任务要求 - 逐字照录以下各行：从含有“entry: 氷川神社 inscription”的那一行开始，到含有“Trace every instance of the tree now.”的那一行结束，首尾两行均包括在内。

━━━ 给定条目

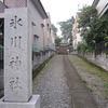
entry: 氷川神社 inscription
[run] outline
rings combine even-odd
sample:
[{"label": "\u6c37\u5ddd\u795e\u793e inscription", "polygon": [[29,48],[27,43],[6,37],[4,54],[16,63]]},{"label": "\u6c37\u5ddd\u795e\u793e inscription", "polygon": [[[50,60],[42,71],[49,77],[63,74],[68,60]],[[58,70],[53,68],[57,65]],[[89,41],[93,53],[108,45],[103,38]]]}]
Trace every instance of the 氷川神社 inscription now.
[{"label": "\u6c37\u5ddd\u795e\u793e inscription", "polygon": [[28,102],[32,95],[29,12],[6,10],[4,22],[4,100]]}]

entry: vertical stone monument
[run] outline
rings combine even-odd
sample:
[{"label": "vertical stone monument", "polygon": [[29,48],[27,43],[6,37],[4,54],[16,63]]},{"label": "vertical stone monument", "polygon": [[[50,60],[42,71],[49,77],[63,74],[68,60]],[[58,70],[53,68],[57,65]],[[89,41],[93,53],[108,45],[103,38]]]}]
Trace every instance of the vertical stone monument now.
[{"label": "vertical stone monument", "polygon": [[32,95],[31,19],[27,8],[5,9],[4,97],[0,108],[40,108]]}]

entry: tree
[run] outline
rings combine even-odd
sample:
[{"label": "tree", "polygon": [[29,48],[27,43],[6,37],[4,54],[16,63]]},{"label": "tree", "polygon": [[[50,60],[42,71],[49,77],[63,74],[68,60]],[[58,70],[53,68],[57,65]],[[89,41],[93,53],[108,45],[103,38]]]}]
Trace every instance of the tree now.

━━━━━━
━━━ 给定条目

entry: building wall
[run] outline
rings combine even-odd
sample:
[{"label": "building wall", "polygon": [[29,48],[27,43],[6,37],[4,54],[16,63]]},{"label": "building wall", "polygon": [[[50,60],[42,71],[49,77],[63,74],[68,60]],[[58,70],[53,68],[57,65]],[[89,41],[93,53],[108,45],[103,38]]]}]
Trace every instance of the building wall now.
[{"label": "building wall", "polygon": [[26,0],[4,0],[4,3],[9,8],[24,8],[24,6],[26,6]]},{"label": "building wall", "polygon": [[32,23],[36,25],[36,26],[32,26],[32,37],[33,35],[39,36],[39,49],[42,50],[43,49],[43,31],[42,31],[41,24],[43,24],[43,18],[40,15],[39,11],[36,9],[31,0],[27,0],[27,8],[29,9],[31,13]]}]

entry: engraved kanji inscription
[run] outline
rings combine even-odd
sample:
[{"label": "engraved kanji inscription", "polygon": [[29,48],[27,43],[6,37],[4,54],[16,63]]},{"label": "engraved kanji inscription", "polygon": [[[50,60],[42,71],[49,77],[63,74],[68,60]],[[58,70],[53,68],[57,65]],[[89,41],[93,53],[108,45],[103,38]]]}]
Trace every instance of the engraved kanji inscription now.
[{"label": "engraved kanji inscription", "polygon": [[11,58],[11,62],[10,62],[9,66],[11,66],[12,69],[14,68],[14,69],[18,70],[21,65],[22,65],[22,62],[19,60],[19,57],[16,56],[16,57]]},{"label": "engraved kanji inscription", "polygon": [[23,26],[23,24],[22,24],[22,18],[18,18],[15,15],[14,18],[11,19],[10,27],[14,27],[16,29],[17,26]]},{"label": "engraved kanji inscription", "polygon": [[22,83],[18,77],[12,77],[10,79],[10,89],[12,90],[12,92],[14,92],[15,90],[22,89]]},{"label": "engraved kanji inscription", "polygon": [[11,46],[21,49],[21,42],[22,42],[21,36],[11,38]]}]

━━━━━━
━━━ 给定条目

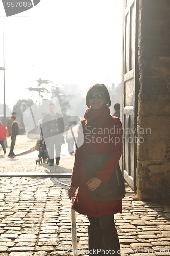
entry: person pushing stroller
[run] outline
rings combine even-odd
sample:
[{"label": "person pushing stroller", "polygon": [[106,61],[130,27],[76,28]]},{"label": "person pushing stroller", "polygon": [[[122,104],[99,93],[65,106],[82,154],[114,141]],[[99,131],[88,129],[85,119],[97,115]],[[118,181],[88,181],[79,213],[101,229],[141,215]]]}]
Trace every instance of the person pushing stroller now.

━━━━━━

完整输出 -
entry: 氷川神社 inscription
[run] outline
rings combine even-odd
sample:
[{"label": "\u6c37\u5ddd\u795e\u793e inscription", "polygon": [[29,48],[27,43],[6,37],[4,54],[16,63]]},{"label": "\u6c37\u5ddd\u795e\u793e inscription", "polygon": [[[50,60],[42,71],[49,77],[63,74],[68,60]],[[58,70],[53,68],[57,65]],[[89,41],[93,53],[108,45],[103,38]]]}]
Trace every instance of the 氷川神社 inscription now.
[{"label": "\u6c37\u5ddd\u795e\u793e inscription", "polygon": [[28,102],[32,95],[29,12],[6,10],[4,22],[4,100]]}]

entry: vertical stone monument
[run] outline
rings combine even-odd
sample:
[{"label": "vertical stone monument", "polygon": [[29,48],[27,43],[6,37],[4,54],[16,63]]},{"label": "vertical stone monument", "polygon": [[[50,60],[42,71],[49,77],[63,74],[68,60]],[[58,70],[53,68],[57,65]],[[89,41],[93,53],[108,45],[103,38]]]}]
Trace every instance of the vertical stone monument now.
[{"label": "vertical stone monument", "polygon": [[32,95],[31,19],[27,8],[5,9],[4,97],[0,108],[40,108]]}]

entry: tree
[run] outline
rings combine even-odd
sample:
[{"label": "tree", "polygon": [[29,48],[27,43],[6,37],[4,54],[16,63]]},{"label": "tree", "polygon": [[[50,60],[42,71],[49,77],[63,74],[68,60]],[[58,70],[53,68],[57,65]],[[89,41],[93,53],[108,45],[103,38]]]}]
Trace every instance of the tree now.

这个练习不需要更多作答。